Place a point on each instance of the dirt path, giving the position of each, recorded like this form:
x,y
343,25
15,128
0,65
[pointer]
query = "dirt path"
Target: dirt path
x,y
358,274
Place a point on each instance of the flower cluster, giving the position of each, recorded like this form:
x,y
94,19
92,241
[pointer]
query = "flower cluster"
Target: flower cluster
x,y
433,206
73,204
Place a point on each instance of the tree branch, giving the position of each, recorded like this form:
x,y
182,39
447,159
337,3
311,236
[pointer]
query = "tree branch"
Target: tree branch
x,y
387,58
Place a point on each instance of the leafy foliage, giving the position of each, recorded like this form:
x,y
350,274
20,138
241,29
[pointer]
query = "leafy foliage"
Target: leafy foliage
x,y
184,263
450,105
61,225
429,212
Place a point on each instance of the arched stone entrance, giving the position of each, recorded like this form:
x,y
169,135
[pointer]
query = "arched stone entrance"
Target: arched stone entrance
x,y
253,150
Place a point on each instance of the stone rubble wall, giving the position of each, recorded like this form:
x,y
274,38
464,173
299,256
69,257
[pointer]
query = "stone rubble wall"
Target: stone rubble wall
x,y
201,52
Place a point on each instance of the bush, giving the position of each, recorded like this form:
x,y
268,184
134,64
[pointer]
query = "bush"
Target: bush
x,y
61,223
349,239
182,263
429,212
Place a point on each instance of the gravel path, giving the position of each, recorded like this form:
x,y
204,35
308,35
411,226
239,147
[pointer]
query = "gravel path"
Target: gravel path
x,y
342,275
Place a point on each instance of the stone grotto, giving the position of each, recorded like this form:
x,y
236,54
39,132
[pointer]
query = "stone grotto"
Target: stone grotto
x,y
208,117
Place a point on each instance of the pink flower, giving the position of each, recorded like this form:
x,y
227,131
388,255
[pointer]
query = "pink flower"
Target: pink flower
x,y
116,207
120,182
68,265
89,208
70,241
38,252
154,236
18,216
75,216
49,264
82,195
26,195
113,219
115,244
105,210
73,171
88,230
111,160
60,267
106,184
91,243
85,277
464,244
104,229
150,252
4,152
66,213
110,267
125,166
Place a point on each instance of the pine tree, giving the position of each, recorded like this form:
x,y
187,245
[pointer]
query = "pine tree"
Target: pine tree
⁂
* [GIVEN REQUEST]:
Would you restate each of the entries word for word?

* [ANSWER FOR THIS EXERCISE]:
Place a point on each instance of the dirt path, giving the position of each, recorded like this form:
x,y
343,25
15,128
0,65
[pointer]
query = "dirt path"
Target: dirt path
x,y
358,274
Place a point on each instance of the flower cluster, giving the position of each, recorded like this form:
x,y
94,19
92,241
[pointer]
query = "flower cluster"
Target: flower cluster
x,y
433,206
73,204
Place a point on each instance of the tree branch, giving the position of each, recorded like this form:
x,y
182,39
447,159
337,3
311,236
[pointer]
query = "tree branch"
Target: tree branch
x,y
387,58
Place a point on each instance of the leafy foliage, giving the position of each, recorded like this form:
x,y
350,274
20,138
241,29
[pointer]
query = "leafy foliage"
Target: leafy foliage
x,y
184,263
450,105
61,225
429,212
Place a point on each instance of the arched stone entrance, giving the position of each, recorded like this form:
x,y
169,135
[pointer]
query = "arched stone entrance"
Target: arched stone entrance
x,y
253,150
Place a point on each instance of the stone rubble wall, giving the position of each, recorded like this form:
x,y
274,38
464,173
299,256
69,257
[pointer]
query = "stone rubble wall"
Target: stone rubble wall
x,y
201,52
Place a point on each instance of the bush, giving the position of each, recorded like this form:
x,y
268,184
134,64
[pointer]
query = "bush"
Target: bush
x,y
61,223
349,239
182,263
429,212
Place a point on each instance of the gravel path, giving the position of each, recorded like this form:
x,y
204,35
308,35
411,226
239,147
[pointer]
query = "gravel path"
Target: gravel path
x,y
342,275
Place a point on each instance of the stone grotto, giving the position of each, recorded like this form:
x,y
236,54
39,132
[pointer]
query = "stone grotto"
Target: stone grotto
x,y
208,117
Place a point on each instance of the pink flower, giving the position of each, recorded like this form:
x,y
227,131
388,255
[pointer]
query = "pink flower"
Target: pink flower
x,y
116,207
120,182
68,265
89,208
70,241
38,252
154,236
18,216
75,216
49,264
82,195
26,195
113,219
115,244
105,210
73,171
88,230
111,160
60,267
106,184
91,243
85,277
464,244
104,229
150,252
4,152
66,213
110,267
125,166
Place a point on each instance of the pine tree, giving the position of each, recorded like this form:
x,y
187,245
[pointer]
query = "pine tree"
Target: pine tree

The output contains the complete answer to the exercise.